Selected passage →
## BEGIN

Burchnall added: “We tend to be highly competitive. We don’t have a great deal of regular competition.

“When we turn up at tournaments or friendlies, we perform well against the ones that do have a lot of exposure to competition. We are proud of everything.

“In terms of a club, being able to cater for every age and stage – including girls – in such a short space of time [is our biggest achievement].

“We haven’t won any major titles or anything like that, but we’ve certainly got a good standing amongst other higher-level clubs in terms of producing talent.”

Looking Ahead

Despite only being around for four years, Lincoln Lightning already enjoys a great reputation within the local community – as well as from further afield. This is due to the club’s ability to offer sessions for players of all ages and abilities, as well as producing talented girls and boys capable of pushing on.

While the club is active on social media, it is word of mouth off the back of the club’s reputation that generates the majority of its exposure.

“We’ve grown sustainably,” the head coach said. “We’ve got a great network of people, inside and outside of the club.

“We’ve got good ties with clubs outside. We’ve got a great volunteer group. The kids know what’s expected of them – they follow our code of conduct.

“Word of mouth is the main thing. We’re receiving new enquiries two or three times a day with new enquiries…over a week that’s 20 new kids potentially on the books.”

The goal is for the club to become an academy in its own right, working with schools and colleges to deliver basketball sessions to youngsters that might not otherwise have given serious consideration to the sport. Burchnall’s vision sees Lincoln Lightning boasting girls’ and boys’ teams at every age group, with two dedicated coaches for every team.

“In 10 years,” he said. “All age groups – boys and girls – in the National League programme. I’d love the club to be an academy, working with a school or a college.

“I’d love to have lots of staff, with one head coach and one assistant for every team, have a director and all the human resources a professional club would have.”

In just four years, Lincoln Lightning Junior Basketball Club has grown beyond all comprehension off the back of hard work and dedication. Give Burchnall and the team another 10 years to continue the club’s growth and development and the sky is the limit.

## END

Set task 1 →
According to the Lincoln Lightning article, what generates most of the club's exposure?
Set task 2 →
Retype the Lincoln Lightning article from "In just four" to "is the limit." word for word.

Information shown →
## BEGIN

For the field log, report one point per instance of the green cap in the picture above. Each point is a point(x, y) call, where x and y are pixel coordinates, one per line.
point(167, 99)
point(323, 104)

## END

Full solution 1 →
Word of mouth based on the club's reputation.

Full solution 2 →
In just four years, Lincoln Lightning Junior Basketball Club has grown beyond all comprehension off the back of hard work and dedication. Give Burchnall and the team another 10 years to continue the club’s growth and development and the sky is the limit.